GIVEN INSTRUCTION: Transcribe precisely those lines of the listing that fall between the line containing "Keypoint placement: for each instance of the downspout, put" and the last line, inclusive of both.

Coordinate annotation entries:
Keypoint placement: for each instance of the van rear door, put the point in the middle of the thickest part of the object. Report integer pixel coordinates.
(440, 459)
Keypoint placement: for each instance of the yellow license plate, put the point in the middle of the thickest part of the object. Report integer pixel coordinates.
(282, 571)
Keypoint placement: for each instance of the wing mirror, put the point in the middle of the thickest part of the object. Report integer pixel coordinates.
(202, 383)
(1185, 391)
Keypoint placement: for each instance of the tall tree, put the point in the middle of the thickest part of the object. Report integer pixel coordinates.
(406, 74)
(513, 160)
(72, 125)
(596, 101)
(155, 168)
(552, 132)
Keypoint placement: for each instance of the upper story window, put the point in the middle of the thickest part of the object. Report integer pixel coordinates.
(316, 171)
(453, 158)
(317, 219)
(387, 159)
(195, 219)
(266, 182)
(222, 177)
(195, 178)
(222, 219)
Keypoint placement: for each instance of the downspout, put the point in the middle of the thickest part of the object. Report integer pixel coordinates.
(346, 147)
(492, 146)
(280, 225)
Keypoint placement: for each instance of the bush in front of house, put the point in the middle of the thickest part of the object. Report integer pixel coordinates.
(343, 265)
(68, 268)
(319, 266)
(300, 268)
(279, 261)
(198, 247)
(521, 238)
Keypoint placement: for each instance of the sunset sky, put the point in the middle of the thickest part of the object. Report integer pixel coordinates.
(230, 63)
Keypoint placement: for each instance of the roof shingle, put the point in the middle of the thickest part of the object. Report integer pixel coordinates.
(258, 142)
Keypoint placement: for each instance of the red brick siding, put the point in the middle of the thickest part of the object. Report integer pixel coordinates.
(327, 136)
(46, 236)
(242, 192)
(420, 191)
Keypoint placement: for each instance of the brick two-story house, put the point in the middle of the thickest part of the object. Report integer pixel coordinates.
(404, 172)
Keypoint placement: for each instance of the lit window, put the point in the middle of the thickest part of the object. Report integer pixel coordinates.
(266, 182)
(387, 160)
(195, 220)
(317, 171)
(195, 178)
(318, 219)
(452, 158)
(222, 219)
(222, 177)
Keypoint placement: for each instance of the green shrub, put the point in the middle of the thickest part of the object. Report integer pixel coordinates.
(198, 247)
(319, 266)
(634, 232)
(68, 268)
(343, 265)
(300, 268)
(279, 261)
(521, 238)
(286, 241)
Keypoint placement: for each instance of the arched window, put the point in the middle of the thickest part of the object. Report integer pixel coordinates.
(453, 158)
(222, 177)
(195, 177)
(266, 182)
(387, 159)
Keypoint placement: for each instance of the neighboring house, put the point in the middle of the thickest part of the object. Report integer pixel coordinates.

WRITTEN SOLUTION:
Keypoint placement: for each instance of the downspout, put the point in the middle of the thickest part of the object. Report integer pixel coordinates.
(346, 147)
(492, 146)
(280, 225)
Keypoint placement: for each instance of the bush in front of house, put the point in the middle of the thickest part of the object. Report integer pixel coordinates.
(343, 265)
(68, 268)
(319, 266)
(300, 268)
(279, 261)
(198, 247)
(521, 238)
Keypoint placement: for each instance of the sunset sky, put the point in the middle of the thickest part of the object. Report integer pixel coordinates.
(230, 63)
Keypoint placement: for each instance of the roof shingle, put the point in the middle of the thickest part of the object. Report integer pixel coordinates.
(258, 142)
Keypoint placement: for each instance of the red brick siding, put the point in the middle of the thickest part of the object. Report integer pixel coordinates.
(327, 136)
(46, 236)
(242, 192)
(420, 191)
Keypoint placement: for each instance of the brick two-story house, put the point in the middle of the thickest part of the object. Report integer pixel coordinates.
(404, 172)
Keypoint placement: for each instance of the lit window, put the point in the middle of the thickest part of the object. Report integer pixel coordinates.
(266, 182)
(387, 160)
(195, 220)
(317, 171)
(195, 178)
(318, 219)
(452, 158)
(222, 219)
(222, 177)
Keypoint placement: for each instance of the green shrub, put the point in the middle of the thickest part of the object. Report integer pixel coordinates.
(198, 247)
(319, 266)
(634, 232)
(68, 268)
(343, 265)
(300, 268)
(279, 261)
(521, 238)
(286, 241)
Keypoint placement: for each instance of the arched window, put the point in the middle of the thickest part of the object. Report integer pixel coordinates.
(453, 158)
(222, 177)
(195, 177)
(266, 182)
(387, 159)
Keypoint placement: for each instance of the neighboring house, put the point in the middle of the thickest part of the object. Report integer pixel coordinates.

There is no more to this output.